Echo each of the following records line for line, with no changes, and leave the pictures out of your reply.

--- start DATA LISTING ---

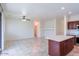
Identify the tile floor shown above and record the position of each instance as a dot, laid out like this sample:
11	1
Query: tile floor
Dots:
31	47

--- end DATA LISTING ---

> _ANSWER TO THE TASK_
Identify the tile floor shown above and record the position of each instance as a dot, laid out like this sample:
11	1
Query: tile floor
Dots:
31	47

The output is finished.